** BEGIN **
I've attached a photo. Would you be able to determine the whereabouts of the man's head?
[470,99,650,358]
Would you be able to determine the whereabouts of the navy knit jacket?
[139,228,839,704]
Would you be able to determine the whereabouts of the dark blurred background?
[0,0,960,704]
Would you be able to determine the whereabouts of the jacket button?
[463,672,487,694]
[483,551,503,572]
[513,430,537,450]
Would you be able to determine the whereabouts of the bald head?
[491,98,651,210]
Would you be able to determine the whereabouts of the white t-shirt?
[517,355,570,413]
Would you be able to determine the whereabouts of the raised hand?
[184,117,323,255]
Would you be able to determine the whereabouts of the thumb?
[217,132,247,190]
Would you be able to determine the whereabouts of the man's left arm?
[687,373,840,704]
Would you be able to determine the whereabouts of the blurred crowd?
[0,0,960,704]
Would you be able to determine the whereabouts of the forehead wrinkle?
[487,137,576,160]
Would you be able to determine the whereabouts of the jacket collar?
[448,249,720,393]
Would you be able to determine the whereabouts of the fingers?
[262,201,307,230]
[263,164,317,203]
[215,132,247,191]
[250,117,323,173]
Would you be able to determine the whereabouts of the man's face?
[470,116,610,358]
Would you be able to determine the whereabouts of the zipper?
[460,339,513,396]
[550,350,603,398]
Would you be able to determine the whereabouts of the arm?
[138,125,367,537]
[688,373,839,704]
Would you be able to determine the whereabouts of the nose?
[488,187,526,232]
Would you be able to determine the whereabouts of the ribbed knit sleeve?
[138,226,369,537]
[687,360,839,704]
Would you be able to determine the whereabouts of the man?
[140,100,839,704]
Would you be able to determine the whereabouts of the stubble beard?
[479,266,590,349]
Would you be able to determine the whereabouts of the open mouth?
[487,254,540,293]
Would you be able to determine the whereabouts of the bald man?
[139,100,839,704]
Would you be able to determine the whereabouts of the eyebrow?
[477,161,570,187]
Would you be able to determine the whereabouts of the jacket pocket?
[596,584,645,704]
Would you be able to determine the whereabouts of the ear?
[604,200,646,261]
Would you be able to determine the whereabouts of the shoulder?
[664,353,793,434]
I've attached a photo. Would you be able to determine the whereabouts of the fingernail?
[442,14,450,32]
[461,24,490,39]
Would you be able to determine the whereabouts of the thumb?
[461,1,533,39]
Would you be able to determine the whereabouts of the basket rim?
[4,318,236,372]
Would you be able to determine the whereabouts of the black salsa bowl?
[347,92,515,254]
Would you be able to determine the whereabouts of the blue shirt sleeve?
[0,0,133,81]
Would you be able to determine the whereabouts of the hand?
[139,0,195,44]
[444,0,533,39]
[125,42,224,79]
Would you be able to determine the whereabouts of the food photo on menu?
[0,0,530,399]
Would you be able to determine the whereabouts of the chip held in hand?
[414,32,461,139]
** END **
- What needs to be done
Copy out every item above, word for word and in the same order.

- Output of the exercise
I've attached a photo. Would you be able to determine the whereabouts of the man's head?
[470,99,650,358]
Would you be able to determine the whereabouts of the navy knit jacket?
[139,228,839,704]
Would you be able to determine the whereabouts of the dark blurred background?
[0,0,960,704]
Would you be able to determine the whereabouts of the jacket button?
[463,672,487,694]
[483,551,503,572]
[513,430,537,450]
Would you be able to determine the whereabouts of the bald head?
[491,98,651,210]
Would you be able to determine the whereabouts of the white t-shirt?
[517,355,570,413]
Would you be able to determine the whereabouts of the raised hand?
[184,117,323,255]
Would you be able to determine the whereabouts of the thumb?
[217,132,247,190]
Would you be able to determine the whereabouts of the man's left arm?
[687,373,840,704]
Would you be able to determine the whereabouts of the blurred crowd?
[0,0,960,704]
Would you be able to determine the whereabouts of the forehead wrinkle?
[487,137,576,160]
Would you be able to determine the whereabouts of the jacket collar?
[448,249,720,393]
Would you be able to determine the whereabouts of the fingers?
[262,201,307,230]
[263,164,317,203]
[215,132,247,191]
[250,117,323,173]
Would you be able to determine the whereabouts of the man's face?
[470,116,610,358]
Would you be able to determine the whereabouts of the zipper?
[460,339,513,396]
[550,350,603,398]
Would you be able to determine the whereabouts of the arm?
[138,125,367,537]
[688,373,839,704]
Would you be able to determine the whereabouts of the nose?
[488,187,526,232]
Would you be able to determine the whereabouts of the ribbed knit sleeve?
[138,226,369,537]
[687,360,839,704]
Would you be able to determine the whereabouts of the man?
[140,100,839,704]
Would you be able to determine the whereabouts of the stubble beard?
[479,266,590,349]
Would you be able to determine the whereabouts of the open mouth?
[487,254,540,293]
Would you be able to determine the whereabouts of the bald man?
[139,100,839,704]
Would you be able to determine the whereabouts of the eyebrow?
[477,161,570,187]
Would you be able to determine the whereabouts of the jacket pocket?
[596,584,645,704]
Would you be able to determine the whereabouts of the ear?
[604,200,646,261]
Would you be able to determine the whereabouts of the shoulder?
[664,353,793,434]
I've attached a photo. Would you be able to determine the whereabouts of the fingernail?
[442,14,450,32]
[461,24,490,39]
Would you be able to determine the whereabouts of the thumb?
[461,1,533,39]
Would you be able to determine the whereabouts of the basket rim?
[4,318,236,372]
Would you be able to determine the whereabouts of the black salsa bowl?
[347,92,515,254]
Would you be able to determine the whereabouts of the blue shirt sleeve?
[0,0,133,81]
Would you be able to determine the whereabouts of the hand?
[139,0,195,44]
[444,0,533,39]
[125,42,224,79]
Would you be able to determine the whereabouts of the food photo on menu?
[0,0,530,399]
Would you be able to determine the whereabouts of the chip held in hand?
[414,32,461,139]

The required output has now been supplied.